-------- Selected passage --------

What, like they did on Wall Street this last go-round....


j/k


...one should learn the rules before you break them........
 

davidraphael

Practically Family
Messages
790
Location
Germany & UK
...one should learn the rules before you break them........

Exactly!

I often come across writers who decide from the outset that they're going to ignore, for example, 3-act structure -or any narrative structural/technical principle for that matter- because they feel that it is limiting to them as artists. But as you say, you can't break a rule unless you know what it is. You can't transcend, successfully manipulate, or oppose something unless you know what it is, what it can do, and what its limitations are.

Picasso moved to abstraction because he had already mastered more figurative forms and worked out ways to transcend accepted forms of visual representation. Hitchcock could kill off Janet Leigh in Psycho when he did because he knew exactly what would happen to audience's emotions if he did it at that point in the narrative structure (because he knew intimately the way conventional structure works, so knew precisely how to play against it)

Writers who don't learn the craft first risk re-inventing the wheel, or producing work that simply doesn't hang together properly - I've seen it happen again and again.

I'm going off-topic a bit i think so I'll stop.
 

Yeps

Call Me a Cab
Messages
2,456
Location
Philly
If you are going to write about in a location you've never been, you better put in the work to make it right. Everything from getting the maps right, to getting what stores/restaurants are there, to dialect.

An example from film. In Live Free or Die Hard, the California writers kept referring to "The 495" for the Beltway (which we call either "The Beltway" or simply "495"). Referring to a road as "The ###" is a blatant Californism and therefore breaks the illusion. Not as much as the tollbooth he ramps off of though, as we just don't have those. Or the big circular ramp that was supposed to be in Baltimore.

-------- Information shown --------

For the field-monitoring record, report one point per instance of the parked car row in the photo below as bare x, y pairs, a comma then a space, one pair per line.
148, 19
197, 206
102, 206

--------

Tasks to perform:
**A.** Copy the forum thread on writing, starting with "I'm going off-topic" and going on through "be in Baltimore.", but swap in "toll plaza" wherever "tollbooth" appears.
**B.** In the forum thread on writing, what name does the poster from Philly say the California writers kept using for the Beltway?
The material above comes from a separate source.

Replies:
**A.**
I'm going off-topic a bit i think so I'll stop.
 

Yeps

Call Me a Cab
Messages
2,456
Location
Philly
If you are going to write about in a location you've never been, you better put in the work to make it right. Everything from getting the maps right, to getting what stores/restaurants are there, to dialect.

An example from film. In Live Free or Die Hard, the California writers kept referring to "The 495" for the Beltway (which we call either "The Beltway" or simply "495"). Referring to a road as "The ###" is a blatant Californism and therefore breaks the illusion. Not as much as the toll plaza he ramps off of though, as we just don't have those. Or the big circular ramp that was supposed to be in Baltimore.

**B.** "The 495"